Could you render every line of the data below as a Markdown table with the columns "Row" and "Line", numbering the rows, skipping blank lines, and leaving the pictures out?

####

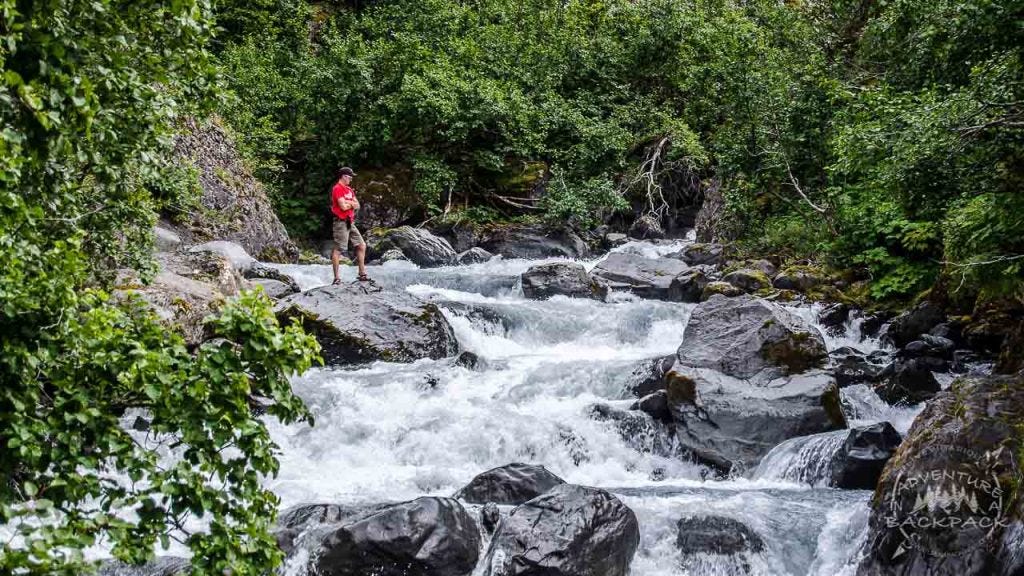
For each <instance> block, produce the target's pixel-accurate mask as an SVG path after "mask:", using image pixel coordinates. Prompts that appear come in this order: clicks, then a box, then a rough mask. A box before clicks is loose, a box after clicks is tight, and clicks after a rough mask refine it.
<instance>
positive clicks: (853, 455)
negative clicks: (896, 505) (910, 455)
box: [828, 422, 903, 490]
mask: <svg viewBox="0 0 1024 576" xmlns="http://www.w3.org/2000/svg"><path fill="white" fill-rule="evenodd" d="M902 440H903V438H902V437H900V435H899V433H898V431H896V428H894V427H893V425H892V424H890V423H889V422H879V423H877V424H871V425H869V426H861V427H857V428H853V429H851V430H850V434H849V435H847V437H846V441H845V442H844V443H843V446H842V447H841V448H840V449H839V451H838V452H837V453H836V455H835V456H833V461H831V466H830V467H831V479H830V481H829V483H828V485H829V486H833V487H836V488H847V489H851V490H874V487H876V485H877V484H878V482H879V477H880V476H882V468H884V467H885V465H886V462H888V461H889V458H891V457H892V455H893V453H895V452H896V449H897V448H899V444H900V442H901V441H902Z"/></svg>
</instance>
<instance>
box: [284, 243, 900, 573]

####

(ANSWER SECTION)
| Row | Line |
|---|---|
| 1 | For each <instance> block, produce the target's pixel-accurate mask as an SVG path after "mask:", using image pixel coordinates. Prompts that appear come in this order: clicks, then a box, then a rough mask. A box before clicks is loose, a box after clicks is tight, and clicks after a rough mask refine it. |
| 2 | <instance> |
| 3 | positive clicks: (853, 455) |
| 4 | negative clicks: (896, 505) (910, 455) |
| 5 | box: [828, 422, 903, 490] |
| 6 | mask: <svg viewBox="0 0 1024 576" xmlns="http://www.w3.org/2000/svg"><path fill="white" fill-rule="evenodd" d="M902 440H903V438H902V437H900V435H899V433H898V431H896V428H894V427H893V425H892V424H890V423H889V422H879V423H877V424H871V425H869V426H861V427H857V428H853V429H851V430H850V434H849V435H847V437H846V441H845V442H844V443H843V446H842V447H841V448H840V449H839V451H838V452H837V453H836V455H835V456H833V461H831V466H830V467H831V479H830V481H829V483H828V485H829V486H833V487H836V488H847V489H851V490H874V487H876V485H877V484H878V482H879V477H880V476H882V468H884V467H885V465H886V462H888V461H889V458H891V457H892V455H893V453H895V452H896V449H897V448H899V444H900V442H901V441H902Z"/></svg> |
| 7 | </instance> |
| 8 | <instance> |
| 9 | box: [284, 243, 900, 573] |